Retype each entry. Leave every word as it is.

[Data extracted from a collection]
· · · · · · ·

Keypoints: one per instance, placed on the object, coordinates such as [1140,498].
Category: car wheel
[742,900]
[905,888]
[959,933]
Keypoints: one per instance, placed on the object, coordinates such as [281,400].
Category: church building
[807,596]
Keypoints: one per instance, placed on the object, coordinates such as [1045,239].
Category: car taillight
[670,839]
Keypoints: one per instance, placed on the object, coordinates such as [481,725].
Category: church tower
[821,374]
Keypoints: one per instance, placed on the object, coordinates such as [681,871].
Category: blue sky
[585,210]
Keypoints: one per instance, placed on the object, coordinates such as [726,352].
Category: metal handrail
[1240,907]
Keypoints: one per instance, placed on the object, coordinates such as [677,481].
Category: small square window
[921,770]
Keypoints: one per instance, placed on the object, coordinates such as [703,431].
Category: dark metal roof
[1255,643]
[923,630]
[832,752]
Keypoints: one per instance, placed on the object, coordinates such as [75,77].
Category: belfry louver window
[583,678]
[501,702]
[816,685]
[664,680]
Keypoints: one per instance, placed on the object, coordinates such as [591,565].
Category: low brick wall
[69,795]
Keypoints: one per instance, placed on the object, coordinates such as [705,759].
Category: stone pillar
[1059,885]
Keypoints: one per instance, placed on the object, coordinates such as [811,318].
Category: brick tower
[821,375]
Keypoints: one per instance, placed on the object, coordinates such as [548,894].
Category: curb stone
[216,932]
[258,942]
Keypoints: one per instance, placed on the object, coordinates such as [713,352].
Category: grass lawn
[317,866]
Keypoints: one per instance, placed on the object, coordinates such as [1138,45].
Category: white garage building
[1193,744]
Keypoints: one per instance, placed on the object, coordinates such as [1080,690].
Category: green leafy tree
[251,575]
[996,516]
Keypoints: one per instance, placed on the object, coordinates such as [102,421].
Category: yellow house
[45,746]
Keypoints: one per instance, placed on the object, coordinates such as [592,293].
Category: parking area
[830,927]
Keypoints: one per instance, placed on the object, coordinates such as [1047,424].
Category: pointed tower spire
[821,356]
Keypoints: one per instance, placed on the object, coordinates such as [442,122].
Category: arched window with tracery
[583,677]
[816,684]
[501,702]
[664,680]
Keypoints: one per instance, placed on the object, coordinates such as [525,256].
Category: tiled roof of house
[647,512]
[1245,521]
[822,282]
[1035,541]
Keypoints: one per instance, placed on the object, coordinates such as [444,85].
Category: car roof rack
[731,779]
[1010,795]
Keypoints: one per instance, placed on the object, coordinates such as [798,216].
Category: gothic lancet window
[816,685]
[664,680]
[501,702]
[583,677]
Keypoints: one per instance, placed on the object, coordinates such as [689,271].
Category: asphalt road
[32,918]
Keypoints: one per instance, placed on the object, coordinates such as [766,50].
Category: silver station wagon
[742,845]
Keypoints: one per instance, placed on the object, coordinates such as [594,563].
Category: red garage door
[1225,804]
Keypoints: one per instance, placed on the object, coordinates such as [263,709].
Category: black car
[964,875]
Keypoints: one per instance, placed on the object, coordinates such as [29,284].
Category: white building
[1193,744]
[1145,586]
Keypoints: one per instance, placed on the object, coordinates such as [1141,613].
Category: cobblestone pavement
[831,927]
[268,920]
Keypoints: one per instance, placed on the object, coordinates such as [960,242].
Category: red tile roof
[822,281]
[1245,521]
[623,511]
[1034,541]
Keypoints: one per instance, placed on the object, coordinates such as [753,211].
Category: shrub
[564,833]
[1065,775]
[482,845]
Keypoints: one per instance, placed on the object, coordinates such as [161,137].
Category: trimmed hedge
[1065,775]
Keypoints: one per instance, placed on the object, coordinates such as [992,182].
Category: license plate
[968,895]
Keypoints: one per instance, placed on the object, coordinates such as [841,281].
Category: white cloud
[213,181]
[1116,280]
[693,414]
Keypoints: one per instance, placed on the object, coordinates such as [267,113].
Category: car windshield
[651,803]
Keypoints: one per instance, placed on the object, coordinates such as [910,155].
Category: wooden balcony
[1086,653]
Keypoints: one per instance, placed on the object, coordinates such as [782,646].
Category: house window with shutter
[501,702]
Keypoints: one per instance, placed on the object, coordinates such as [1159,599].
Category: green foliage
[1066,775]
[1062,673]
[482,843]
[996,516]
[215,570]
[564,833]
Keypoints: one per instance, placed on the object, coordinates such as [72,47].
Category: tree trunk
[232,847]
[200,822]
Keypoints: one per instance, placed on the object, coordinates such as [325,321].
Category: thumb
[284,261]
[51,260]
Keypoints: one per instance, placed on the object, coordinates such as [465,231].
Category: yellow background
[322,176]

· · · · · · ·

Exercise result:
Keypoints: one per instance, placed on the object, coordinates such as [1140,498].
Category: car wheel
[742,900]
[905,888]
[959,933]
Keypoints: one per instance, placed on the object, coordinates such as [281,400].
Category: church building
[807,596]
Keypoints: one per instance, placed on the object, coordinates such as [1045,239].
Category: car taillight
[670,839]
Keypoints: one per instance, placed on the object, coordinates such as [481,725].
Category: church tower
[821,374]
Keypoints: one per instance, placed on the object, coordinates such as [681,871].
Category: blue sky
[585,210]
Keypoints: one per instance, placed on the object, coordinates such as [726,352].
Category: metal handrail
[1240,907]
Keypoints: one per instance, placed on the object, coordinates such as [677,481].
Category: small square window
[921,770]
Keypoints: one per instance, placed on the object, coordinates such as [703,431].
Category: dark metal roof
[1255,643]
[923,630]
[832,752]
Keypoints: one per instance, placed on the object, coordinates such as [75,77].
Category: belfry louver window
[583,678]
[501,702]
[816,685]
[664,680]
Keypoints: one per instance, placed on the object, coordinates such as [591,565].
Category: low brick wall
[69,795]
Keypoints: one per instance, placed on the object, coordinates such as [705,759].
Category: stone pillar
[1059,885]
Keypoints: one per instance, placed on the object, coordinates such as [811,318].
Category: brick tower
[821,375]
Keypoints: one per instance, placed on the object, coordinates such as [548,894].
Category: curb stone
[216,932]
[258,942]
Keypoints: one per instance, placed on the object, coordinates such as [713,352].
Category: grass lawn
[317,866]
Keypoints: one per instance, placed on the object, coordinates such as [1138,45].
Category: white garage building
[1193,744]
Keypoints: one per instance, placed on the object, coordinates such as [1080,690].
Category: green leafy tree
[251,575]
[996,516]
Keypoints: one per instance, placed on the object, coordinates such as [102,421].
Category: yellow house
[45,746]
Keypoints: one per instance, placed on the object, coordinates such as [592,293].
Category: parking area
[830,927]
Keypoints: one per instance, placed on the object, coordinates such as [1047,424].
Category: pointed tower spire
[821,356]
Keypoints: one per instance, placed on the object, coordinates such as [442,122].
Category: arched window with tracery
[583,677]
[816,684]
[501,702]
[664,680]
Keypoints: one per instance, placed on the object, coordinates such as [525,256].
Category: tiled roof of house
[647,512]
[1245,521]
[822,282]
[1035,541]
Keypoints: one per instance, placed on the object, coordinates such as [444,85].
Category: car roof rack
[731,779]
[1010,795]
Keypoints: one per instance, placed on the object, coordinates such as [798,216].
Category: gothic lancet window
[816,685]
[664,680]
[501,702]
[583,677]
Keypoints: one per instance, placed on the object, coordinates such as [689,271].
Category: asphalt road
[32,918]
Keypoints: one per instance, placed on the object, coordinates such as [766,50].
Category: silver station wagon
[742,845]
Keypoints: one per instance, placed on the object, coordinates such as [594,563].
Category: red garage door
[1225,804]
Keypoints: one per instance, placed on the object, coordinates such as [263,709].
Category: black car
[964,875]
Keypoints: one per instance, placed on the object, coordinates such as [29,284].
Category: white building
[1193,744]
[1145,586]
Keypoints: one per instance, placed on the object, coordinates such as [1141,613].
Category: cobblestone pavement
[831,927]
[268,920]
Keypoints: one per instance, placed on the object, coordinates such as [960,242].
Category: red tile roof
[822,281]
[1245,521]
[623,511]
[1034,541]
Keypoints: one per instance, placed on the object, coordinates such as [753,211].
Category: shrub
[564,833]
[1065,775]
[482,845]
Keypoints: one per instance, placed on the object, coordinates such as [161,137].
Category: trimmed hedge
[1065,775]
Keypoints: one per instance, placed on the object, coordinates such as [992,182].
Category: license plate
[968,895]
Keypoints: one per instance, placed on the object, coordinates such as [841,281].
Category: white cloud
[213,181]
[1116,280]
[693,414]
Keypoints: one per instance, placed on the object, coordinates such as [267,113].
Category: car windshield
[651,803]
Keypoints: one per instance, placed on the object, coordinates such as [910,155].
Category: wooden balcony
[1086,653]
Keypoints: one per instance, placed on the object, coordinates such as [782,646].
Category: house window with shutter
[501,702]
Keypoints: one per instance, placed on the object, coordinates such as [1159,599].
Category: green foliage
[1066,775]
[1062,673]
[482,843]
[996,516]
[215,570]
[564,833]
Keypoints: one per instance, placed on the object, coordinates such as [72,47].
Category: tree trunk
[232,847]
[200,822]
Keypoints: one per instance, placed on the object, coordinates such as [325,321].
Category: thumb
[284,261]
[51,260]
Keypoints: one per instance, placed on the object, coordinates such as [465,231].
Category: yellow background
[322,176]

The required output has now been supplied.